▶ [Extracted information]:
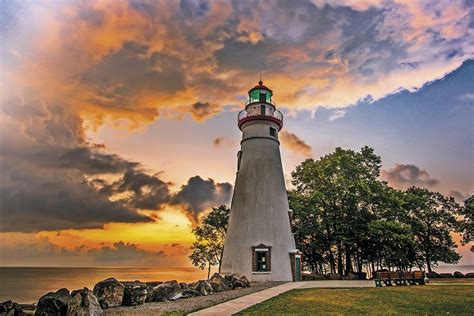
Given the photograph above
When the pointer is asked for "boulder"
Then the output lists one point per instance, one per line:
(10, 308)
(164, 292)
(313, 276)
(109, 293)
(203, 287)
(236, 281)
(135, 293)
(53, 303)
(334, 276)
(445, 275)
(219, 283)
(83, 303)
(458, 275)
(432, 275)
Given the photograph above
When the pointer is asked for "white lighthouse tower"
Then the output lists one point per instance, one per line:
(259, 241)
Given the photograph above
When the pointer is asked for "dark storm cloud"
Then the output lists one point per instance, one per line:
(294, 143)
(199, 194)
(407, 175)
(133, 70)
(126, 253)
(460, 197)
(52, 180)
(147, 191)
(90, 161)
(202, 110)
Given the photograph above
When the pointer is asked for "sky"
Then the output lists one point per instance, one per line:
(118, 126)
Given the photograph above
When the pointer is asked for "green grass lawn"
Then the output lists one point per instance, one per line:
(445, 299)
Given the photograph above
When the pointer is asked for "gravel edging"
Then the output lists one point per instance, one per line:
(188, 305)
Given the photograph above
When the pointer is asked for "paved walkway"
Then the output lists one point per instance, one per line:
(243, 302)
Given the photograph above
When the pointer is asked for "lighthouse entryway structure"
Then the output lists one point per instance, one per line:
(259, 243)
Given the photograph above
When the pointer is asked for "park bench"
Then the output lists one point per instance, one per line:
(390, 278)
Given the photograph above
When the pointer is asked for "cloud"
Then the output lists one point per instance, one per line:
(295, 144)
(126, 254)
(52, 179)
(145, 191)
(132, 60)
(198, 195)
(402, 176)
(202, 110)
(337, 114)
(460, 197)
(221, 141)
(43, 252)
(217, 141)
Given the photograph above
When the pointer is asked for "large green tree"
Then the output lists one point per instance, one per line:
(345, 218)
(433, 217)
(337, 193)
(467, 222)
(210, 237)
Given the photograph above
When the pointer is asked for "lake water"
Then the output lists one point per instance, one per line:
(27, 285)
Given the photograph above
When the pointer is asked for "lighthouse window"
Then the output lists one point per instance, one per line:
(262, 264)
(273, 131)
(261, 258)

▶ [Problem]:
Pick out and copy every line of the data above that contains the string "cloud". Case counts.

▶ [Finished task]:
When the pointer is asked for "dark storm cloud"
When the pointer is asked for "cloud"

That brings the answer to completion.